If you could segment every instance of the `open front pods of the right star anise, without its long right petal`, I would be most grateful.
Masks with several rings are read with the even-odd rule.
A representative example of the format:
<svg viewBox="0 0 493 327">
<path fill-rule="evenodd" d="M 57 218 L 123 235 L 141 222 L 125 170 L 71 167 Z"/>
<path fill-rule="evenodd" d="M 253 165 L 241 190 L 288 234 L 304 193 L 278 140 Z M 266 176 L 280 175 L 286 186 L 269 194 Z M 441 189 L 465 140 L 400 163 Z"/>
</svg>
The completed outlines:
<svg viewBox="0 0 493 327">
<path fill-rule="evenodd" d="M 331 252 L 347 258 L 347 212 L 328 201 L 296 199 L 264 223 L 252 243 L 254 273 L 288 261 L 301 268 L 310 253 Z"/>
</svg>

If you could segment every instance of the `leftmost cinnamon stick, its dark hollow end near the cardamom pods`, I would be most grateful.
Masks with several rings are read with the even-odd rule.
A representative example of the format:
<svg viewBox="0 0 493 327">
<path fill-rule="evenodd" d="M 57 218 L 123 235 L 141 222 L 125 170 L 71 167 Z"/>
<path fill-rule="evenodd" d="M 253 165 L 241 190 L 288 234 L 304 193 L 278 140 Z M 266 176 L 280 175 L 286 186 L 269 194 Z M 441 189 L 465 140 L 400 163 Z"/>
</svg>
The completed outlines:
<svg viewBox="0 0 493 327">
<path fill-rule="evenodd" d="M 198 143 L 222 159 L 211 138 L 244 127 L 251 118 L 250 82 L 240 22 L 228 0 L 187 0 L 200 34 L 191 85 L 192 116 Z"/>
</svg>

—————

→ **What is expected**
The lines in the entries above that carry the word "could" must be copied.

→ **Answer for the task**
If you could segment every instance of the `open front pods of the right star anise, without its long right petal`, I would be most grateful.
If you could segment every instance of the `leftmost cinnamon stick, its dark hollow end near the cardamom pods`, I would be most grateful.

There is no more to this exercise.